Requirements:
Rewrite the stretch of data from the line containing "Where can you spot the building" through the end of the data, with each coordinate in the answers multiplied by 0.95 and rounded to a whole number, halves rounded up. Give only those lines, requests included.
[Start Material supplied]
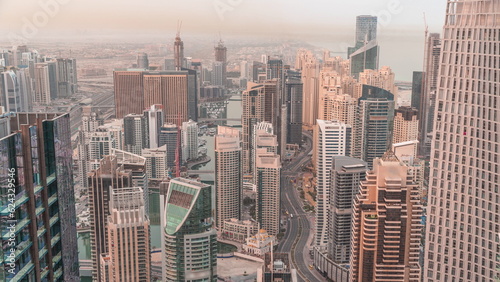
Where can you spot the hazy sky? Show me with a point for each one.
(329, 22)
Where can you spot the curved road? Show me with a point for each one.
(298, 227)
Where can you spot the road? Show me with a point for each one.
(298, 226)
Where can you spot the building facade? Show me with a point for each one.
(462, 241)
(190, 241)
(331, 138)
(36, 174)
(386, 225)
[End Material supplied]
Correct output:
Where can you spot the building facade? Show me with a point for each one.
(439, 229)
(181, 229)
(314, 131)
(34, 165)
(367, 214)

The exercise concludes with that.